目標:
1. 本文で色付きの丸で囲んだと説明されている装置は何ですか。丸の色とあわせてすべて挙げてください。
2. 本文のうち、"61 自家用車を手動運転に改造"から"出の自立があればこそでした。"までの部分を一字一句変えずに引用してください。

── 原文 ──

61 自家用車を手動運転に改造
1 両足が動かなくても自家用車を運転できます
車イス生活になると行動圏が一気に狭まります。1990年代はJRや地下鉄にエレベータがない駅があり、バスは乗車介助を頼める雰囲気でなかったからです。私に残された可能性は自家用車での外出でしたが、あに図らんや簡単に運転できるとは。退院後にいつでも思い立ったときに望みの場所に行ける足として、独りで自家用車を運転し出かけられ、実質的にも精神的にも助けになりました。そして、車イス生活になってのちに職場復帰がかない、このような調査や情報づくりができ、地域社会と繋がり続けられるのも自家用車による外出の自立があればこそでした。
一般の自動車はマニュアル車なら両手と両足を使い、オートマチック車でも両手と片足を使います。つまり、両下肢が不自由になるとわかったときは、自動車の運転など夢想だにしませんでした。ところが、私より能力障害が重い車イス使用者を紹介され、独りで運転して来院したのを目にし驚きました。私も運転できるようになり、独りで外出できるとの希望が生まれました。ただ、自動車の改造や運転方法ほか多くの疑問や心配がありましたが、退院から在宅初期の段階で乗り越えました。
2 自家用車の改造と公的支援制度
(1) 手動運転装置の概要
自家用車の改造には下肢を使わずに運転できる装置があり、専門業社に依頼して一般仕様のオートマチック車に装着するだけでした。健常者が右足で操作するアクセルとブレーキとを左手で操作します。写真で緑丸で囲んだ手動レバーを押せばブレーキ、引けばアクセルです。前進や後退などのシフトチェンジは手動レバーで選び、左手を水色丸で囲んだセレクトレバーに持ち替えて運転します。ウインカー、クラクションやライトの操作も手動レバーの握り付近のスイッチで操作できます。また、ハンドルを大きく切る際に一般仕様車では両手を使いますが、改造車では右手だけで操作できるように赤丸で囲んだ旋回ノブを取り付けます。この改造により両手だけで一般仕様の乗用車を運転できました。ただし、ワイパーの操作は手動レバーから手を離し(アクセルもブレーキも作動しない状態)操作するので、微妙な降りの日は少々ですが面倒です。

───
── データ内容 ──

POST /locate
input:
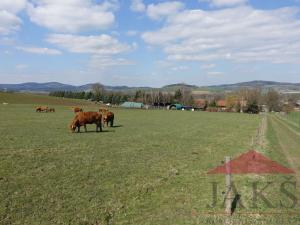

───

結果:
1.
- 緑丸：手動レバー
- 水色丸：セレクトレバー
- 赤丸：旋回ノブ

2.
61 自家用車を手動運転に改造
1 両足が動かなくても自家用車を運転できます
車イス生活になると行動圏が一気に狭まります。1990年代はJRや地下鉄にエレベータがない駅があり、バスは乗車介助を頼める雰囲気でなかったからです。私に残された可能性は自家用車での外出でしたが、あに図らんや簡単に運転できるとは。退院後にいつでも思い立ったときに望みの場所に行ける足として、独りで自家用車を運転し出かけられ、実質的にも精神的にも助けになりました。そして、車イス生活になってのちに職場復帰がかない、このような調査や情報づくりができ、地域社会と繋がり続けられるのも自家用車による外出の自立があればこそでした。